++++ Record list

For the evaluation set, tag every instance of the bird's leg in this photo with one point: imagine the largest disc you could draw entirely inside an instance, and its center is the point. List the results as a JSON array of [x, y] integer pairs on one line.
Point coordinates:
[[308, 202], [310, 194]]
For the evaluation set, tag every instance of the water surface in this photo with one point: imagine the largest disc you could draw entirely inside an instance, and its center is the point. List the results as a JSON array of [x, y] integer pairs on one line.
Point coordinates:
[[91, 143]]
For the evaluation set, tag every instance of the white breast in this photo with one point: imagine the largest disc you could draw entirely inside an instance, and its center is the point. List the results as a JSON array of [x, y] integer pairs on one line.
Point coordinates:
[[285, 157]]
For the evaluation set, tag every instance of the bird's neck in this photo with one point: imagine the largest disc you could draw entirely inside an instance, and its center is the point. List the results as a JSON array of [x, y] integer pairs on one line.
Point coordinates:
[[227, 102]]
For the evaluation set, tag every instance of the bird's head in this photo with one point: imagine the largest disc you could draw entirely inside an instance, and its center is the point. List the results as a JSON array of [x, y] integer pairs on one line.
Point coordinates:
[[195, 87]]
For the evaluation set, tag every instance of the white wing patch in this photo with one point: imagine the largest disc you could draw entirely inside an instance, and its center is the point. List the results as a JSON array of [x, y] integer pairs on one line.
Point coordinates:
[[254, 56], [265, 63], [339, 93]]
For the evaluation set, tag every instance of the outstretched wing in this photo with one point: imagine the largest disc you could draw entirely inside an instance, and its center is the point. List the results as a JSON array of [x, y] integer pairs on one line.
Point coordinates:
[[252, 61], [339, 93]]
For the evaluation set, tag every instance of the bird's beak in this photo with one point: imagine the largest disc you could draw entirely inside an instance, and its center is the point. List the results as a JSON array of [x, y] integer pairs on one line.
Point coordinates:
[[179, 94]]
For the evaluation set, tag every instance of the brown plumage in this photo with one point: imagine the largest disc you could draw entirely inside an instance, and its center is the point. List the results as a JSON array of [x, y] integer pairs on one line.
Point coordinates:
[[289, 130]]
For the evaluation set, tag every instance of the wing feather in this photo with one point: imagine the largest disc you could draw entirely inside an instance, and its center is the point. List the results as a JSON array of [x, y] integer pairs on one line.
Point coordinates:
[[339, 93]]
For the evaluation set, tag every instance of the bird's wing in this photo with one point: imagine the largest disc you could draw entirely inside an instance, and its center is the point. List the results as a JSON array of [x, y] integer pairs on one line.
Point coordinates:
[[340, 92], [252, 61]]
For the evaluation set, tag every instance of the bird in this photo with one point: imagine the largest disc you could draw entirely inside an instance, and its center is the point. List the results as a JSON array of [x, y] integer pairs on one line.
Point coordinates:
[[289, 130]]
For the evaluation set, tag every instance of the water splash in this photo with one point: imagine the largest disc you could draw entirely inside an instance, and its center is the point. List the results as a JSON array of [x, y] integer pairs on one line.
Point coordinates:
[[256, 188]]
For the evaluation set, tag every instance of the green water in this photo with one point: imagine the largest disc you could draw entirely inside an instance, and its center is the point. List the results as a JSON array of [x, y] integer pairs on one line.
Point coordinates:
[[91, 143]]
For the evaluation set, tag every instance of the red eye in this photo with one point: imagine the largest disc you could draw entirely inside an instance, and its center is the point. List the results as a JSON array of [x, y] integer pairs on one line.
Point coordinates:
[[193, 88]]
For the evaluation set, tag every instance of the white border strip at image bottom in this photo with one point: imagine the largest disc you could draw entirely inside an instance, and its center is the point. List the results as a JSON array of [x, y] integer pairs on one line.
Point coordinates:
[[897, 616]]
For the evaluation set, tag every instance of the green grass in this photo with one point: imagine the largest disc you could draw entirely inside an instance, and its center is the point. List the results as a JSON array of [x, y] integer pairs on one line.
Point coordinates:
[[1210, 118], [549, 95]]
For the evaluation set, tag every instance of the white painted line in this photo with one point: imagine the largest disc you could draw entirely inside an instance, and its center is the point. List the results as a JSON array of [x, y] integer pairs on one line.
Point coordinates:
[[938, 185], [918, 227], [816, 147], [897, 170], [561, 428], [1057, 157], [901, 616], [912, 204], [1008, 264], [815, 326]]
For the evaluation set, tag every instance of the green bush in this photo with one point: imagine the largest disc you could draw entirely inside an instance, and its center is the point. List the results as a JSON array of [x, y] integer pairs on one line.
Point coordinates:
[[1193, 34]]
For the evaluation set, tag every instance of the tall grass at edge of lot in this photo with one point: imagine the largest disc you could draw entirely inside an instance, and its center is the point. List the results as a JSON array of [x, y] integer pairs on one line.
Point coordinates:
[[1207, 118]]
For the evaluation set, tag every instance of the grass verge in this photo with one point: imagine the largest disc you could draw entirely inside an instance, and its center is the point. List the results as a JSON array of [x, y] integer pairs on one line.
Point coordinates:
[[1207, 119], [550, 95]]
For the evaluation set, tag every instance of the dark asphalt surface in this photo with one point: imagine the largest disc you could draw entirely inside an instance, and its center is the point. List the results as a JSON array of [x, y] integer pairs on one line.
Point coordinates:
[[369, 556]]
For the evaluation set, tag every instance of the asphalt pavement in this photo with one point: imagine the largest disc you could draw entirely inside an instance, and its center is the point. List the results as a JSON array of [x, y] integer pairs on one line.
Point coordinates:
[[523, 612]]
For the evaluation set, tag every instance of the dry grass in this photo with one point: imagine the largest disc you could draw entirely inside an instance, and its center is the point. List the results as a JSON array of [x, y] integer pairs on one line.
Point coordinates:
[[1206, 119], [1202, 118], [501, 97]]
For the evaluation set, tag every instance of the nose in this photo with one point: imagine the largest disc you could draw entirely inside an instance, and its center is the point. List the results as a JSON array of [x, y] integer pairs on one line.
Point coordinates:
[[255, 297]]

++++++++

* **Problem to solve**
Recast the material above as a numbered list, one entry per line, skipping any blank lines.

* **Finished exercise**
1. For the evaluation set, tag every instance of the bird's leg in this photo with one point: imagine the largest disc you could draw entirely inside an instance, and its center is the point. List the results as a JSON array of [x, y] integer pairs on one line.
2. Point coordinates:
3. [[308, 202], [310, 194]]
4. For the evaluation set, tag every instance of the water surface in this photo with one point: imagine the largest disc you could draw entirely inside an instance, and its center is the point. List the results as a JSON array of [x, y] integer pairs on one line.
5. Point coordinates:
6. [[91, 143]]
7. For the evaluation set, tag every instance of the white breast in this photo with one point: imagine the largest disc you could draw entirely inside an instance, and its center is the point. List the results as a JSON array of [x, y] integer pairs on one line.
8. Point coordinates:
9. [[285, 157]]
10. For the evaluation set, tag every instance of the bird's neck in this photo with one point: imagine the largest disc you could draw entirely inside an instance, and its center is the point. List the results as a JSON array of [x, y] integer pairs on one line.
11. Point coordinates:
12. [[227, 102]]
13. For the evaluation set, tag every instance of the bird's head in this photo with one point: imagine the largest disc you could draw entirely inside an instance, and its center is the point. List the results as a JSON array of [x, y] integer pairs on one line.
14. Point coordinates:
15. [[195, 87]]
16. For the evaluation set, tag every instance of the white wing patch in this photo with one point: imagine the largest disc you could draw entirely inside an instance, and its center is the point. List the results as a JSON array of [x, y] integer pairs on one line.
17. Point coordinates:
18. [[254, 56], [265, 63], [339, 93]]
19. For the evaluation set, tag every instance of the outstretched wing in this photo with one point: imagine the largest disc you could draw entirely inside an instance, and its center is the point. List the results as a JSON array of [x, y] integer pairs on one line.
20. Point coordinates:
21. [[252, 61], [339, 93]]
22. For the evaluation set, tag every instance of the bird's beak in this photo with one point: imagine the largest disc you could draw entirely inside an instance, and its center is the point. List the results as a JSON array of [x, y] integer pairs on one line.
23. Point coordinates:
24. [[179, 94]]
25. For the evaluation set, tag every instance of the brown plumage in this photo with one point: imagine the largest disc you could draw entirely inside an instance, and its center is the point. List the results as a JSON array of [x, y] integer pairs on one line.
26. Point coordinates:
27. [[289, 130]]
28. For the evaluation set, tag every instance of the wing feather in this photo with one point: imagine the largest disc you could draw entirely inside an instance, and its center is the point. List the results as a JSON array of [x, y] integer pairs on one line.
29. Point coordinates:
30. [[339, 93]]
31. For the evaluation set, tag every instance of the bird's wing in this photo with one point: imagine the largest disc you could draw entirely inside an instance, and its center is the point. List the results as a JSON array of [x, y] integer pairs on one line.
32. Point coordinates:
33. [[340, 92], [252, 61]]
34. For the evaluation set, tag every instance of the bird in this photo with one point: imagine the largest disc you could draw entirely inside an instance, and its center is the point. List the results as a JSON array of [x, y] integer pairs on one line.
35. Point coordinates:
36. [[289, 130]]
37. For the evaluation set, tag every instance of the water splash in this photo with one point: imagine the largest disc you could draw entirely inside an instance, and its center is the point. List the results as a JSON array of [x, y] integer pairs on one line.
38. Point coordinates:
39. [[256, 188]]
40. For the evaluation set, tag every instance of the green water in this photo with one point: imagine the largest disc you could draw entirely inside an instance, and its center is the point. List the results as a JSON array of [x, y] integer pairs on one line.
41. Point coordinates:
42. [[91, 143]]
43. For the evaluation set, tag every instance of the red eye in this photo with one point: imagine the largest disc you could draw entirely inside an instance, and its center is the point. List the results as a JSON array of [x, y] integer pairs on one line.
44. Point coordinates:
45. [[193, 88]]
46. For the evaluation set, tag every instance of the white border strip at image bottom in this photo with one point: imagine the largest disc you could draw entirely inside an instance, and its center is the point. List the results as a JSON array of [x, y] integer pairs on one line.
47. Point coordinates:
48. [[897, 616]]
49. For the evaluation set, tag every instance of the green grass in this photo with one point: imagine the largest disc you could draw entirely inside an instance, and its center is the point. List the results as a JSON array of [x, y] integer pairs on one line.
50. Point coordinates:
51. [[1210, 118], [549, 95]]
52. For the evaluation set, tag every instance of the white painted line in this photo with one point: imagine the largest disc you could draw entirely inside an instance, and its center is the point. List the results as a JSON array of [x, y] integer pairs on one line.
53. Point coordinates:
54. [[938, 185], [918, 227], [816, 147], [897, 170], [561, 428], [1057, 157], [901, 616], [912, 204], [1008, 264], [815, 326]]
55. For the evaluation set, tag every instance of the green bush in this photo with one point: imagine the largest disc you could draw entirely inside an instance, and its center is the point. List the results as a JSON array of [x, y] integer pairs on one line.
56. Point coordinates:
57. [[1193, 34]]
58. For the evaluation set, tag every instance of the tall grass at edge of lot in this photo with one point: imagine the largest disc you could draw entirely inside an instance, and its center is the point. List the results as a JSON array of [x, y] integer pairs on one line.
59. Point coordinates:
60. [[1207, 118]]
61. For the evaluation set, tag every instance of the grass verge in this photo with one point: imagine the largest disc you could draw entirely inside an instance, and its center is the point. List the results as a JSON array of [x, y] integer pairs on one line.
62. Point coordinates:
63. [[1207, 119], [550, 95]]
64. For the evaluation set, tag every instance of the dark asphalt surface in this photo with one point: imagine the largest disc you could draw entirely inside an instance, and its center is the point. List the results as a JSON array of [x, y] integer pairs on one line.
65. Point coordinates:
66. [[369, 556]]
67. For the evaluation set, tag every instance of the asphalt pavement in this photo with one point: imagine the largest disc you could draw entirely inside an instance, and its center is the point. List the results as a JSON array of [x, y] integer pairs on one line.
68. Point coordinates:
69. [[523, 612]]
70. For the evaluation set, tag every instance of the dry grass in this photo with one point: imagine the largest disc you could draw entirely inside an instance, and its center is the point. List the results as a JSON array of [x, y] integer pairs on one line.
71. Point coordinates:
72. [[1206, 119], [1202, 118], [501, 97]]
73. For the evaluation set, tag every instance of the nose in this photo with one point: imagine the largest disc you could draw entirely inside an instance, and its center is the point. List the results as a JSON array of [x, y] integer pairs on one line.
74. Point coordinates:
75. [[255, 297]]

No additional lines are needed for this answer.